=== PROBLEM DETAILS ===
Please gather every line below that contains the word "orange" and copy each one out. Case matters, so count only matches with the same capitalization.

=== ENTRIES ===
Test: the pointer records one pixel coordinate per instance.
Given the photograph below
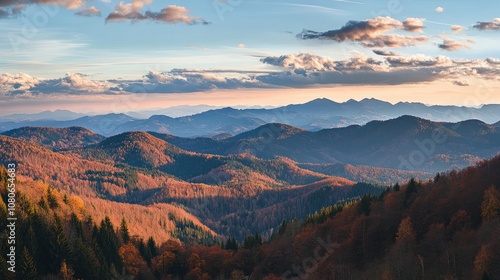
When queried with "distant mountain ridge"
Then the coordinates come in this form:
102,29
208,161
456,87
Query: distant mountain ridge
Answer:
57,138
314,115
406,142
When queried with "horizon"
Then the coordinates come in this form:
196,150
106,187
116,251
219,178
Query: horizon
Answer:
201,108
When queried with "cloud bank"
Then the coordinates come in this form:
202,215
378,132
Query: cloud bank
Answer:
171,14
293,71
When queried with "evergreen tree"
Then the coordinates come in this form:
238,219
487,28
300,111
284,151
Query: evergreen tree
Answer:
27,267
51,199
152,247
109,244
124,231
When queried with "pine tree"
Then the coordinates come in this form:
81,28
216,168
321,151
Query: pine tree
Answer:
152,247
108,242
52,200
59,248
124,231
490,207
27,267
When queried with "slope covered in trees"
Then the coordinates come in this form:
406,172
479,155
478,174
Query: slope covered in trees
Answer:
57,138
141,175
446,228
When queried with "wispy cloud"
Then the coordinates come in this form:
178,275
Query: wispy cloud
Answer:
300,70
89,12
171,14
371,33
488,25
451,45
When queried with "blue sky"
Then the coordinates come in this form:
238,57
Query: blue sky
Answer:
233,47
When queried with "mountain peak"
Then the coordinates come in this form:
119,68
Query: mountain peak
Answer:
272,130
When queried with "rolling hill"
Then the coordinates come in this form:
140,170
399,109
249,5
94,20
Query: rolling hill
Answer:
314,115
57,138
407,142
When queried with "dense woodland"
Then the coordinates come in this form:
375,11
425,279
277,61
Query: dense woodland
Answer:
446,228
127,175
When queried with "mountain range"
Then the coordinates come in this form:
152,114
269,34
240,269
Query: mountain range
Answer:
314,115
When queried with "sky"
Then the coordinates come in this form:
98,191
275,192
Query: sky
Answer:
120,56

* * *

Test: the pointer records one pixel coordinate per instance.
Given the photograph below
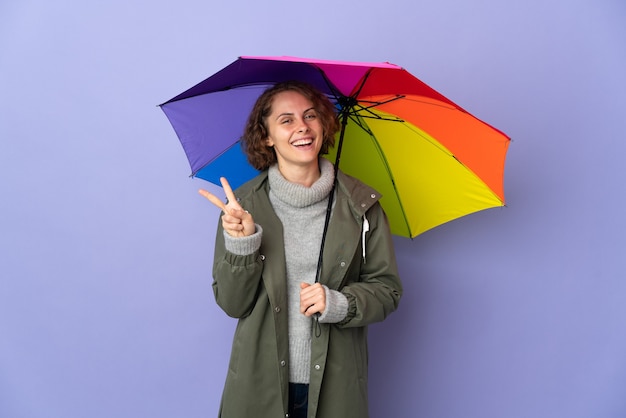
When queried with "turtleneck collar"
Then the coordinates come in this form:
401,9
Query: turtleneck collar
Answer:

---

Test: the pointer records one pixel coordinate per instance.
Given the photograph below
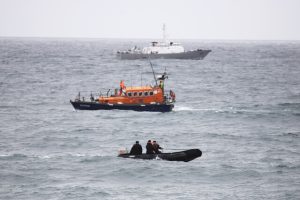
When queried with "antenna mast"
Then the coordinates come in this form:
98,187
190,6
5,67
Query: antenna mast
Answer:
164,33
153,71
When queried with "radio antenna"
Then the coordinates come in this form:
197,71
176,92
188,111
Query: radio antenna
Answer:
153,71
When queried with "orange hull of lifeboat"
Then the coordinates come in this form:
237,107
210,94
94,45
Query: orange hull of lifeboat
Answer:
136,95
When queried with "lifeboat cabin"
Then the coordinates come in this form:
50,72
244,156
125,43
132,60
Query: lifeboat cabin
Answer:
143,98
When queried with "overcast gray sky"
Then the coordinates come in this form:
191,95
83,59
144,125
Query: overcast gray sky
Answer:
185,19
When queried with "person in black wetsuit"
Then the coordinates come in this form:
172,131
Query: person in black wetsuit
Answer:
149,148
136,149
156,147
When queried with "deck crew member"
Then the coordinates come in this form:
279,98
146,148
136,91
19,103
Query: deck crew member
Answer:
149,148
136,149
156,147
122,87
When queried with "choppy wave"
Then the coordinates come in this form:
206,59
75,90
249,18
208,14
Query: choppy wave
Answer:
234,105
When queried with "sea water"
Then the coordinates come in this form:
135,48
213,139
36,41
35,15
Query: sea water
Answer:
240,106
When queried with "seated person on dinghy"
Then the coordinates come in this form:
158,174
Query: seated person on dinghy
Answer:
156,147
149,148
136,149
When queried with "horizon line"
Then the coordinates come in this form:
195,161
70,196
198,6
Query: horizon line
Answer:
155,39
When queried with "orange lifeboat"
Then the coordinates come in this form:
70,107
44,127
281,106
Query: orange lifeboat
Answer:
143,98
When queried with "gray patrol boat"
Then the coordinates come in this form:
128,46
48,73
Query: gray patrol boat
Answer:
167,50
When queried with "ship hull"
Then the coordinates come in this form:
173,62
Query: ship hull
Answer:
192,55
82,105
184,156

=== SOLUTION TO THIS TASK ===
When queried with "orange hull of lifeboat"
Query: orange hull of lifeboat
When queried with "orange lifeboat"
Query: orange lifeboat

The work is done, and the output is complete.